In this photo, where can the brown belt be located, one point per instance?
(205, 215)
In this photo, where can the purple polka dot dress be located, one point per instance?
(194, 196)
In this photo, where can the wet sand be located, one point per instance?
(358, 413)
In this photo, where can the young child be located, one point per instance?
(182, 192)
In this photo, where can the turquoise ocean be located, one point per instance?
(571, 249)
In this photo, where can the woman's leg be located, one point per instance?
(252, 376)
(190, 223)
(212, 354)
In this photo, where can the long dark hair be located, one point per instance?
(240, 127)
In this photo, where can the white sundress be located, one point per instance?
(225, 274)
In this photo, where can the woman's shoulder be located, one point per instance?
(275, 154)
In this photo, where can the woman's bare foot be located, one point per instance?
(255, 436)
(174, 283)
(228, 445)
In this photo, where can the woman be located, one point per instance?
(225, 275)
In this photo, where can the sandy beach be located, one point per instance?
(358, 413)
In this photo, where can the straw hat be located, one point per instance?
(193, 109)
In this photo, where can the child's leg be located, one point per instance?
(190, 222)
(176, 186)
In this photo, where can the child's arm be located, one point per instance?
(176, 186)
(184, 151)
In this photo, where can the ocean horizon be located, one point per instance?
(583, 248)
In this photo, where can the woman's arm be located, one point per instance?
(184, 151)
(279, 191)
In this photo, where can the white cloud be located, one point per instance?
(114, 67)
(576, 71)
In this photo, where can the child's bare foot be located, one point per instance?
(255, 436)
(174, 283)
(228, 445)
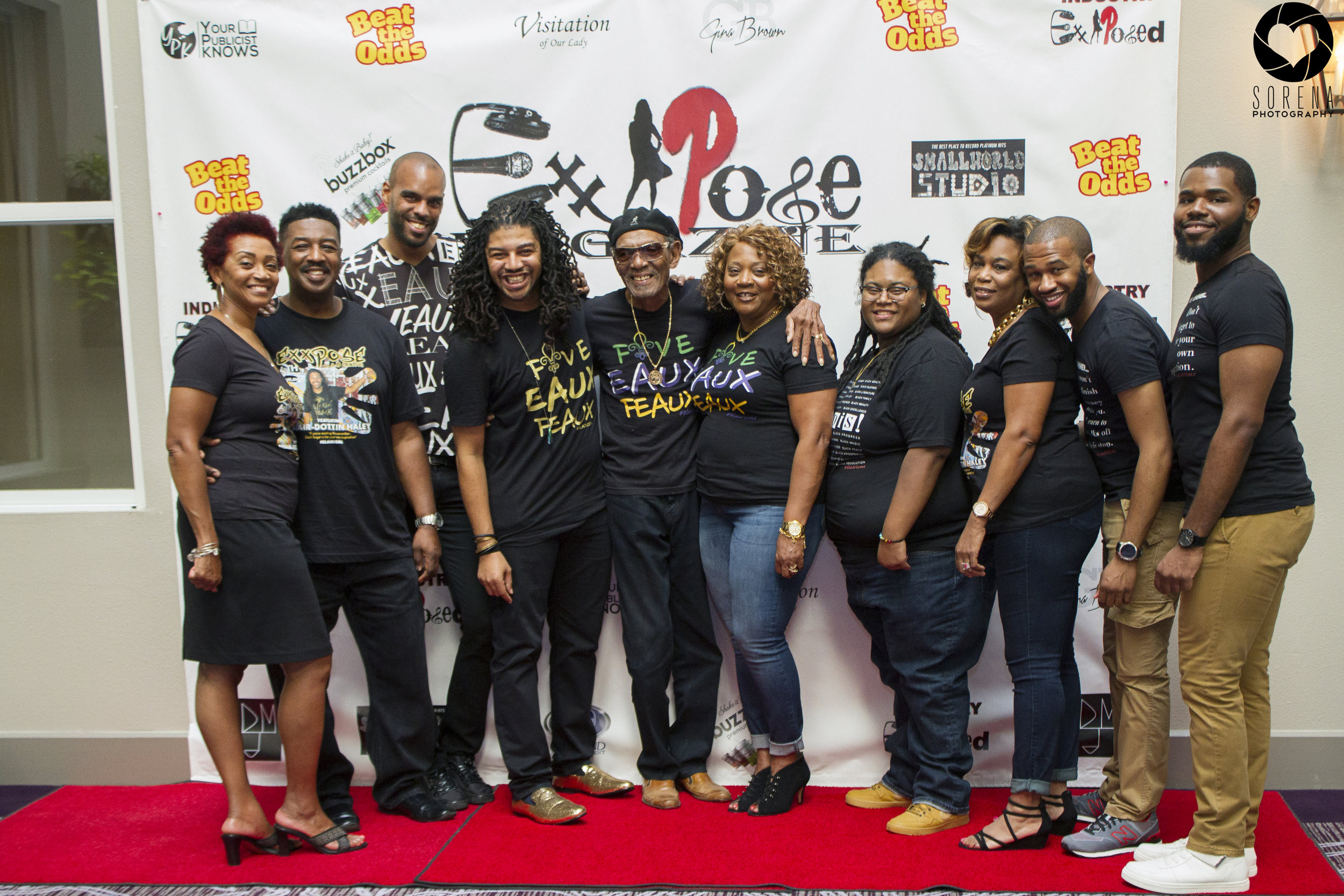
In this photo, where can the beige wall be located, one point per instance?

• [What you have to do]: Copy the rows word for word, starting with the line that contains "In this photo, where can the child's arm" and going on through the last row, and leave the pictures out of your copy.

• [Solution below]:
In this photo, where can the child's arm be located, one point per instance?
(176, 186)
(184, 151)
In this photo, where can the ocean horizon be located, one point per instance?
(583, 248)
In this photo, where can the woman's arm be located, one point per instance?
(184, 151)
(279, 191)
In this photo, where can the white cloud be located, one point per instance?
(114, 67)
(576, 71)
In this photo, where can the child's bare foot be located, one point per instance?
(255, 436)
(174, 283)
(228, 445)
In this photo, where can the beige wall be located, one point per instance?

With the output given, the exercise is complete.